[Start]

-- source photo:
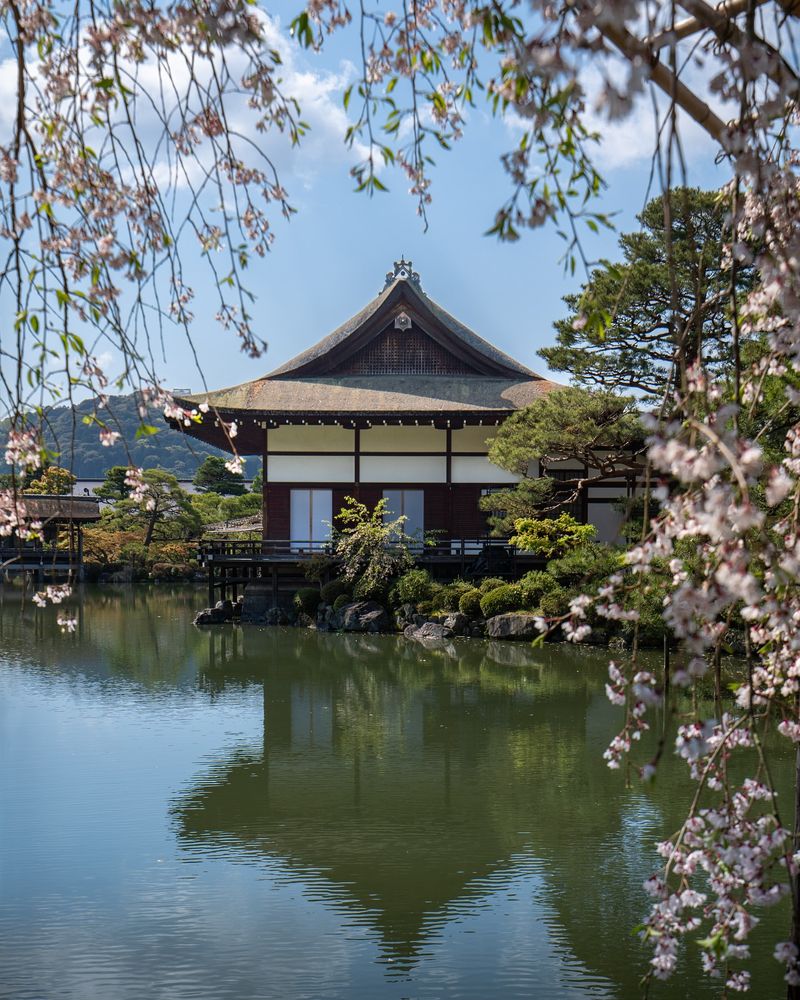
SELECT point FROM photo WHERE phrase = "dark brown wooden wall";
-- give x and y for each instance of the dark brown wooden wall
(467, 519)
(450, 509)
(276, 511)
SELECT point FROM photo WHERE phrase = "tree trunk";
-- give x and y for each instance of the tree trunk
(793, 992)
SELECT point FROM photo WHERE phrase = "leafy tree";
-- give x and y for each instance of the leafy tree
(635, 324)
(165, 511)
(372, 549)
(54, 480)
(601, 430)
(551, 537)
(214, 477)
(214, 508)
(114, 487)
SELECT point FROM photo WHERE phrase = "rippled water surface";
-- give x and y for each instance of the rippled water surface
(276, 813)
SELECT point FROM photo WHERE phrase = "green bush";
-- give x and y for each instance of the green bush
(551, 537)
(555, 602)
(370, 589)
(307, 599)
(589, 564)
(449, 597)
(470, 603)
(335, 588)
(502, 599)
(534, 585)
(415, 586)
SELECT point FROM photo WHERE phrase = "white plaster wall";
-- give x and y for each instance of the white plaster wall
(606, 519)
(310, 438)
(310, 469)
(398, 439)
(399, 469)
(472, 438)
(474, 469)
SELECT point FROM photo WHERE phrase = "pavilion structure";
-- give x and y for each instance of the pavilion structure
(399, 402)
(57, 552)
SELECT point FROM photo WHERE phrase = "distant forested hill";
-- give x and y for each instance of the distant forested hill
(80, 449)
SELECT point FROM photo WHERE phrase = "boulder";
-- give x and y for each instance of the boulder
(405, 615)
(428, 631)
(276, 616)
(362, 616)
(457, 623)
(211, 616)
(512, 625)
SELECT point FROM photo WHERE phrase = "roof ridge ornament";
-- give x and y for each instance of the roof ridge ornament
(403, 269)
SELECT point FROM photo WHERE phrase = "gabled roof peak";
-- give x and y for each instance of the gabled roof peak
(403, 271)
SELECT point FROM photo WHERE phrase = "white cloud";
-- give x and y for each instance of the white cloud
(317, 91)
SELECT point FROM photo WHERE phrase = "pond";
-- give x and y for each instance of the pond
(278, 813)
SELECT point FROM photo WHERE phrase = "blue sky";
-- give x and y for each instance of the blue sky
(331, 258)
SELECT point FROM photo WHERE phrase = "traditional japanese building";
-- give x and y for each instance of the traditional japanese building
(398, 402)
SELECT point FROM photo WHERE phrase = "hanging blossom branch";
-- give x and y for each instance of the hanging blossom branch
(725, 545)
(122, 165)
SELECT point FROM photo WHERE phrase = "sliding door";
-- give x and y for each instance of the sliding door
(311, 516)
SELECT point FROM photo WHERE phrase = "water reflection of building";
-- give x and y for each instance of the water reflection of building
(403, 790)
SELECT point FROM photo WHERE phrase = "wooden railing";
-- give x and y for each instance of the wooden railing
(489, 553)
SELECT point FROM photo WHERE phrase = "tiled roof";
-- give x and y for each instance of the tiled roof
(415, 296)
(365, 394)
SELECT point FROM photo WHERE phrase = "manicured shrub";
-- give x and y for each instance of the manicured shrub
(587, 565)
(501, 599)
(449, 597)
(534, 585)
(335, 588)
(555, 602)
(652, 627)
(307, 599)
(470, 603)
(414, 586)
(370, 589)
(551, 537)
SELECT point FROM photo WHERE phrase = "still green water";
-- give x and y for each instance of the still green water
(277, 813)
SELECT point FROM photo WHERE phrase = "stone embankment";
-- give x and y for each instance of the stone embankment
(256, 608)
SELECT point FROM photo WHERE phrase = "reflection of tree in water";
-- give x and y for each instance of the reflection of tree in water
(402, 783)
(141, 635)
(409, 780)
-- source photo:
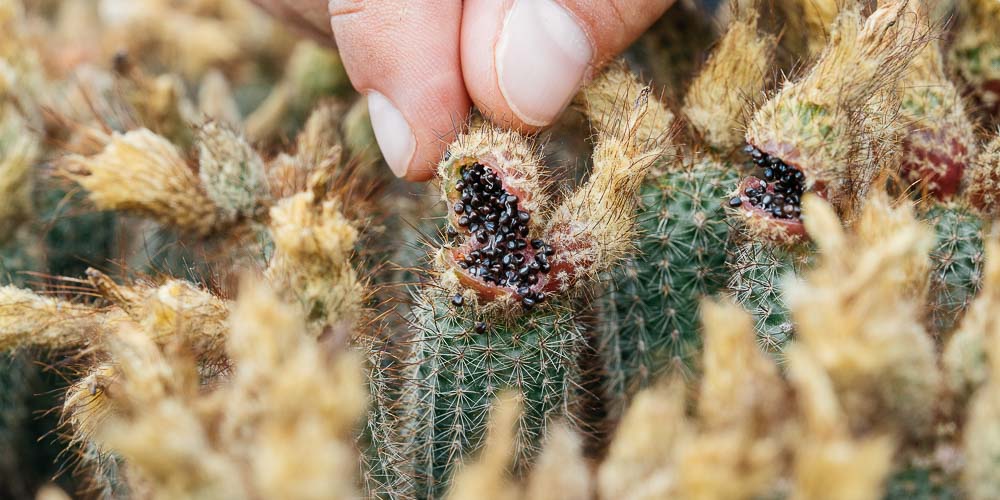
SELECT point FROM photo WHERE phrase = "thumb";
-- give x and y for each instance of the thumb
(524, 60)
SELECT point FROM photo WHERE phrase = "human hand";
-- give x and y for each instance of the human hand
(421, 63)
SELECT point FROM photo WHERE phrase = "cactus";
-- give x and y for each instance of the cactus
(957, 260)
(975, 52)
(462, 359)
(757, 275)
(649, 324)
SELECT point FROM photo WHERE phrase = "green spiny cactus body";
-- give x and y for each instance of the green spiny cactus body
(957, 265)
(757, 270)
(455, 373)
(922, 483)
(650, 324)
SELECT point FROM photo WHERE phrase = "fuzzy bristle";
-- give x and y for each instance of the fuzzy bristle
(732, 78)
(314, 242)
(594, 227)
(832, 124)
(31, 320)
(864, 285)
(939, 139)
(231, 171)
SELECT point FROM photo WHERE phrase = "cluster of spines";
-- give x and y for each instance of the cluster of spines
(460, 360)
(500, 251)
(650, 322)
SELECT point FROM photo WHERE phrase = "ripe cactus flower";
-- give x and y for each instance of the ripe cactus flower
(982, 187)
(975, 52)
(142, 172)
(831, 126)
(733, 77)
(509, 244)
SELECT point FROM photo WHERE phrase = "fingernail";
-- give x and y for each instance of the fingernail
(393, 134)
(541, 57)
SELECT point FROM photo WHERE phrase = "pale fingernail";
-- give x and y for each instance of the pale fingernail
(541, 58)
(392, 132)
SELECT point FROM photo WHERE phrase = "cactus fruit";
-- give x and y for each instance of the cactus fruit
(826, 125)
(976, 52)
(500, 314)
(461, 359)
(982, 188)
(939, 139)
(757, 276)
(649, 319)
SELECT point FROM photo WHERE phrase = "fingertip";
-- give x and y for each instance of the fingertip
(410, 75)
(524, 60)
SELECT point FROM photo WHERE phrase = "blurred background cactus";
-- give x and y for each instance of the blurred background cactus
(755, 259)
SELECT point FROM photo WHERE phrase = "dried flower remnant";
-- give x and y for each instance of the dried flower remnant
(19, 149)
(975, 51)
(863, 283)
(142, 172)
(593, 229)
(170, 311)
(831, 125)
(982, 187)
(641, 457)
(733, 76)
(314, 242)
(738, 447)
(981, 435)
(829, 462)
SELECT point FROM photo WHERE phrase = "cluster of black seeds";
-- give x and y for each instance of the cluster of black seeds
(785, 200)
(492, 217)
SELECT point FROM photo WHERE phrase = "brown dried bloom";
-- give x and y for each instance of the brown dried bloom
(829, 462)
(231, 172)
(737, 450)
(939, 139)
(641, 458)
(143, 172)
(594, 227)
(281, 427)
(835, 126)
(30, 320)
(173, 310)
(19, 149)
(877, 354)
(982, 185)
(559, 473)
(733, 77)
(981, 436)
(314, 243)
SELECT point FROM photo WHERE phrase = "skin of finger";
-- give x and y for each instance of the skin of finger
(408, 51)
(308, 17)
(611, 25)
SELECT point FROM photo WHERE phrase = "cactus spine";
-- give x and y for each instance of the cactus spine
(957, 264)
(650, 323)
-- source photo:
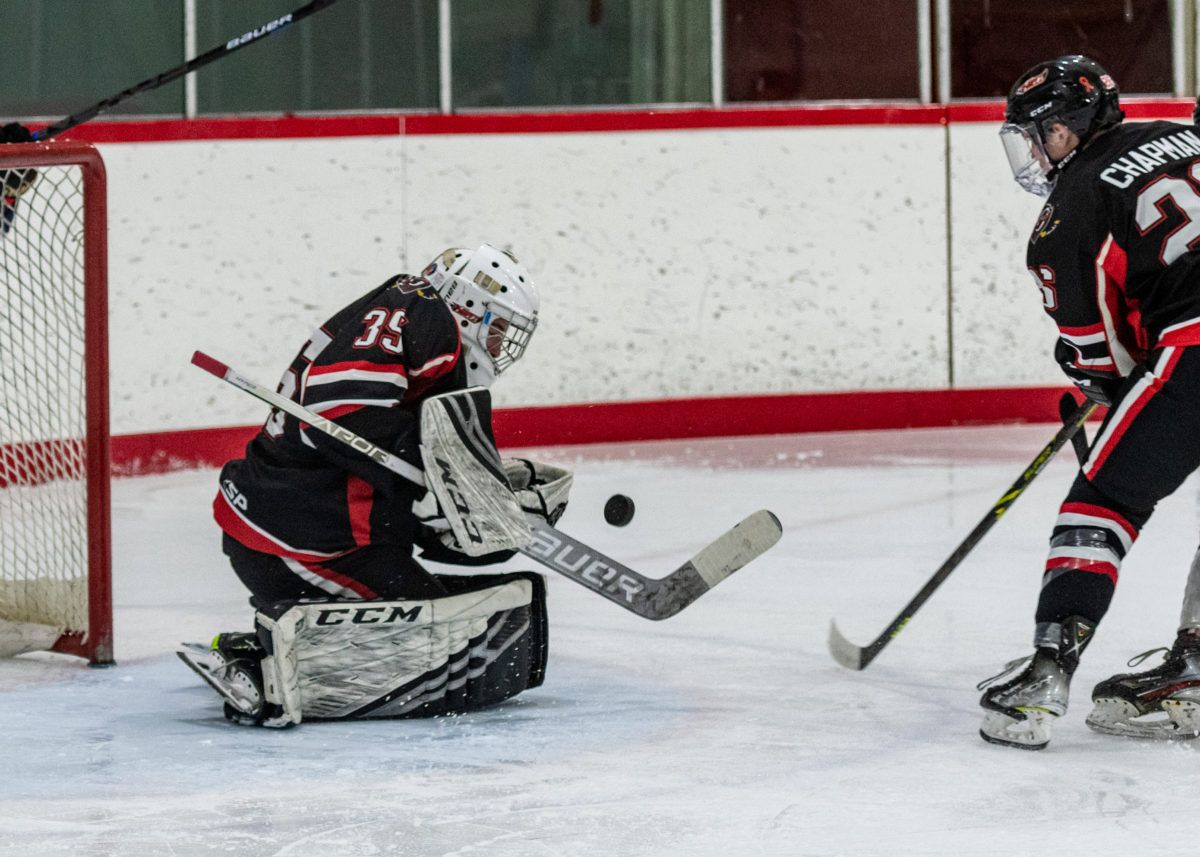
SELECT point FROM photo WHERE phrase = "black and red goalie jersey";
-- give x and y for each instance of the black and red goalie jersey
(1114, 250)
(303, 496)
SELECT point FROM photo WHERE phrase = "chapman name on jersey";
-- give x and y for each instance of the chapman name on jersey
(1114, 249)
(1149, 156)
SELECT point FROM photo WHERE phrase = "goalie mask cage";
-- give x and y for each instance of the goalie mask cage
(55, 555)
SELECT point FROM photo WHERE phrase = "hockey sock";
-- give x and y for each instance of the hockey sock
(1090, 539)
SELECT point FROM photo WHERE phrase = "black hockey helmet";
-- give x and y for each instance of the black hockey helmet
(1071, 90)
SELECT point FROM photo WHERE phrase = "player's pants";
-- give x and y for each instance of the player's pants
(371, 573)
(1146, 447)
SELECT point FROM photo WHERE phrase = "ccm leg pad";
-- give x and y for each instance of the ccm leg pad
(485, 642)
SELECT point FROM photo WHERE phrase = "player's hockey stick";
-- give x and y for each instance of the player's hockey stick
(268, 29)
(1067, 406)
(648, 597)
(858, 657)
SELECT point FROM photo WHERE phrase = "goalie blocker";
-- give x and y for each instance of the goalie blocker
(342, 660)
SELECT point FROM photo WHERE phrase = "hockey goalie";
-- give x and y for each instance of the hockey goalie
(347, 622)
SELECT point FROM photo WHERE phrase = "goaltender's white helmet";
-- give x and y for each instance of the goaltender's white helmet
(495, 303)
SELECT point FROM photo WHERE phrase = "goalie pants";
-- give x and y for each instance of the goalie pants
(1146, 447)
(371, 573)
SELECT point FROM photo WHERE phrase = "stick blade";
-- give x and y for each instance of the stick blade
(844, 651)
(738, 546)
(209, 364)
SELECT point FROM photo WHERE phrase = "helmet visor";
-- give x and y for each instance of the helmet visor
(1027, 157)
(505, 334)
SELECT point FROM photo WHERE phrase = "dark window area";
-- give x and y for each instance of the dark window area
(63, 55)
(994, 41)
(793, 49)
(370, 54)
(527, 53)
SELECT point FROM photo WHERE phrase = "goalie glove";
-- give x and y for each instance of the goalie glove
(1098, 387)
(543, 490)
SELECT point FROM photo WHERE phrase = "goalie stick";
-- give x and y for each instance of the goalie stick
(652, 598)
(268, 29)
(858, 657)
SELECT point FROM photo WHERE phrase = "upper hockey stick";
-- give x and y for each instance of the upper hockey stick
(268, 29)
(648, 597)
(857, 657)
(1067, 406)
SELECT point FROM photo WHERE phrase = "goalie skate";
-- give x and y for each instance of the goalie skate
(1158, 703)
(231, 667)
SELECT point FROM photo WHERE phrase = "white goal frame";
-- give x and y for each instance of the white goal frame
(95, 641)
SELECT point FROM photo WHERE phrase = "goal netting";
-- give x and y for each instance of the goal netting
(54, 504)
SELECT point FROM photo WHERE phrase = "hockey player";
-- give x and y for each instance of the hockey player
(1115, 255)
(310, 521)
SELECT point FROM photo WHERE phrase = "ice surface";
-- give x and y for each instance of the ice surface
(726, 730)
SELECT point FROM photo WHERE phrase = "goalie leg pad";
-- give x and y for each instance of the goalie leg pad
(463, 471)
(483, 643)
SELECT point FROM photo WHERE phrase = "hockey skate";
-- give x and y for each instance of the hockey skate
(231, 666)
(1019, 712)
(1163, 702)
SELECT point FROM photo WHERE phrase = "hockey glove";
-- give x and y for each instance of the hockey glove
(1098, 387)
(541, 489)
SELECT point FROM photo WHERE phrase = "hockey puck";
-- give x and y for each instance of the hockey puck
(618, 510)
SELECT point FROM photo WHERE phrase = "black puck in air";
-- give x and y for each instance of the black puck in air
(618, 510)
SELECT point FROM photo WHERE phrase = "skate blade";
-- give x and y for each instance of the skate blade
(1176, 720)
(1031, 733)
(201, 660)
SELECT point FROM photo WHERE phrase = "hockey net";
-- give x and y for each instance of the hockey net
(54, 460)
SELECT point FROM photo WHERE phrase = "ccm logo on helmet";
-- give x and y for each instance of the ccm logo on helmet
(369, 616)
(1032, 82)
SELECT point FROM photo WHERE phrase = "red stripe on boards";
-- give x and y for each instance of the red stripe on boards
(814, 114)
(658, 420)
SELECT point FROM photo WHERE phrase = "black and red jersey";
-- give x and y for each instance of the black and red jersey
(1115, 249)
(303, 496)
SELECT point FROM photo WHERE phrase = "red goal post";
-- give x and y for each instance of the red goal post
(55, 543)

[End]

**What is expected:** Gather every line of the listing above that contains the word "background", copying each line in full.

**Expected answer:**
SELECT point FROM photo WHERE phrase = "blurred background cactus";
-- give x and y for each instance of the blurred background cactus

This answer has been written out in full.